## [EXERCISE INSTRUCTIONS]
Which lines of the records contain the word "shrub"? Show each of them.

## [DATA UNDER STUDY]
----------------------------------------

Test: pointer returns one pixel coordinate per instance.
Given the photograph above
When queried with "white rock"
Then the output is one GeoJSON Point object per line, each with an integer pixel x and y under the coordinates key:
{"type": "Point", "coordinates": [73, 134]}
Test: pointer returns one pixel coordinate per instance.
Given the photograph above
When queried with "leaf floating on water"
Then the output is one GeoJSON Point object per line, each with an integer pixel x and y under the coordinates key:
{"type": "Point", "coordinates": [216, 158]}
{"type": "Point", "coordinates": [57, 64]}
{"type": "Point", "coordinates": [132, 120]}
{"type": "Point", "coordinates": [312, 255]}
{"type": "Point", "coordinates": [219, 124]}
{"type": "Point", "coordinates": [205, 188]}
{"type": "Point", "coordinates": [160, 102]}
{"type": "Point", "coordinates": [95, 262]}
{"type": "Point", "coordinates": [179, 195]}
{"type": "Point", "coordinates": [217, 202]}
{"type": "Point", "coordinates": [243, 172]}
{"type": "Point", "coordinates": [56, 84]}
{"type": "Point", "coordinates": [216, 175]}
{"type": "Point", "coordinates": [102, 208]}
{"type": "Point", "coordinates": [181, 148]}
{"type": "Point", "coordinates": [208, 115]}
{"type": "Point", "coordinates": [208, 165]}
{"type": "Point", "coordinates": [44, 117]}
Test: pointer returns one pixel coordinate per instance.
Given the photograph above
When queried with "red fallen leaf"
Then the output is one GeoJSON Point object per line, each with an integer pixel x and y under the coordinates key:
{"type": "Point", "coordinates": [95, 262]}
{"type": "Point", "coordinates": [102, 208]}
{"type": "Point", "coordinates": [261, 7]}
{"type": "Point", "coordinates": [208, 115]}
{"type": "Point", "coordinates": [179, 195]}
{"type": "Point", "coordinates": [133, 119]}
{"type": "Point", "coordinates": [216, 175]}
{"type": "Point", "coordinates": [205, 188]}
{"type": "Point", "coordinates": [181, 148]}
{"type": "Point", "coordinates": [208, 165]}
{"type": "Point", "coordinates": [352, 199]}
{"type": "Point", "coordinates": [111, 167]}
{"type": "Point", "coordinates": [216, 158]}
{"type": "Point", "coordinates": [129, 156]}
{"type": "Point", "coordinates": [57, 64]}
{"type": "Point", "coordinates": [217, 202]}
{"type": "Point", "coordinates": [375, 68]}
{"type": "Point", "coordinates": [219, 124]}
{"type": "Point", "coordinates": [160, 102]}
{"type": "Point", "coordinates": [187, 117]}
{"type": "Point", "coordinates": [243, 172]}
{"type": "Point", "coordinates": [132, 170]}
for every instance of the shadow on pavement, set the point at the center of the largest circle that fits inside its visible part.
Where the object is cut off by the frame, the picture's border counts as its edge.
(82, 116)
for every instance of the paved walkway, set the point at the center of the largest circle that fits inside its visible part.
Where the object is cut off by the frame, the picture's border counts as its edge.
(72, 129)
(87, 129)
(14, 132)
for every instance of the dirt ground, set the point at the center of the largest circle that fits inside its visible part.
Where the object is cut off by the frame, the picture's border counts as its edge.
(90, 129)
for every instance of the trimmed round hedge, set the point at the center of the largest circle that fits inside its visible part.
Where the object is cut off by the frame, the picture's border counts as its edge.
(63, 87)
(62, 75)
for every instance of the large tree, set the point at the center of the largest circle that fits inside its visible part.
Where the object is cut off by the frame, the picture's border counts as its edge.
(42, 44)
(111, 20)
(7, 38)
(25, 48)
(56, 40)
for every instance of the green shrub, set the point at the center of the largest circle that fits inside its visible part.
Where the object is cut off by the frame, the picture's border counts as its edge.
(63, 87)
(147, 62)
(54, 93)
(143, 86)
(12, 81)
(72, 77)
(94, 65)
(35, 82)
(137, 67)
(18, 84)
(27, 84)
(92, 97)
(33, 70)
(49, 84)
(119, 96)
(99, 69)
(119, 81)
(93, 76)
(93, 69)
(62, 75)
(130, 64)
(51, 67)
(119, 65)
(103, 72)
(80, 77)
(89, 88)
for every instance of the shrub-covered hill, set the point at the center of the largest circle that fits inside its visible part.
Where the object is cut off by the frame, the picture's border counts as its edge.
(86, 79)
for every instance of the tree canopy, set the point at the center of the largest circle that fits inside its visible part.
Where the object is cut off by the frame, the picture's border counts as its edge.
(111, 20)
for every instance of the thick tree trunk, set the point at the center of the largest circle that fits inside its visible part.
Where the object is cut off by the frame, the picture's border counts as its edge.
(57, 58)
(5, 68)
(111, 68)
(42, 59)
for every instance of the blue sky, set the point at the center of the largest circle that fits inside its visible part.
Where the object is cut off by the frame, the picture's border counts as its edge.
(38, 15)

----------------------------------------

## [RESPONSE BOX]
for every instance of the green shrub, set the point at the center of the largest circle that fits inside its visible part.
for every instance of the shrub-covered hill, set the point at the center of the largest circle that fits inside its visible part.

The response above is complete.